=== DATA FOR THE TASK ===
※
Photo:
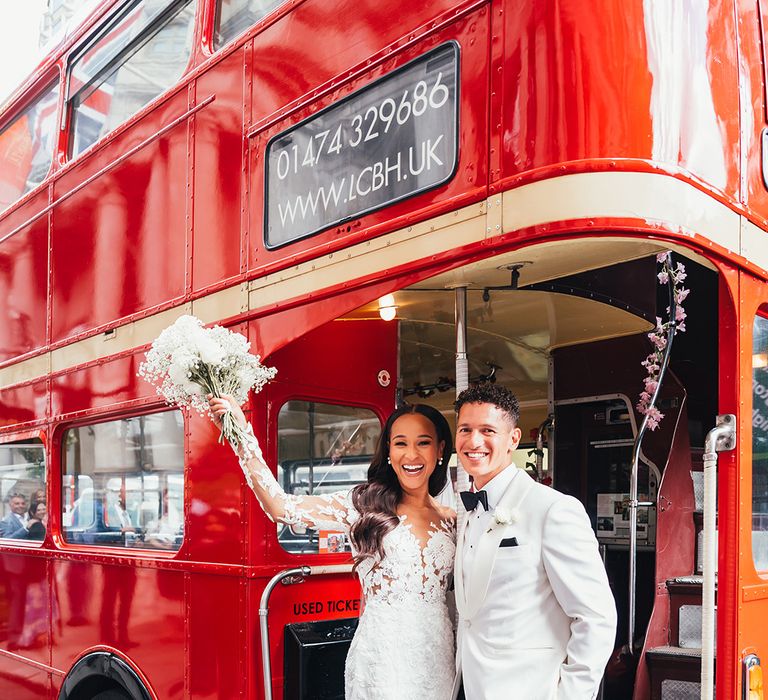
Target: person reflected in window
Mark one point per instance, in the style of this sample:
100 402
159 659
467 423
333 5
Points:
117 514
162 532
38 520
14 525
※
=== WHAT THIS TASK INVOLVES ===
Output the entries above exactly as given, but strip out the pictures.

=== RESULT OF THE TASK ===
Photo:
Target: person reflected in window
Mark one point per instance, in the style of this sample:
100 402
159 659
467 423
333 5
Points:
117 514
162 532
38 520
14 525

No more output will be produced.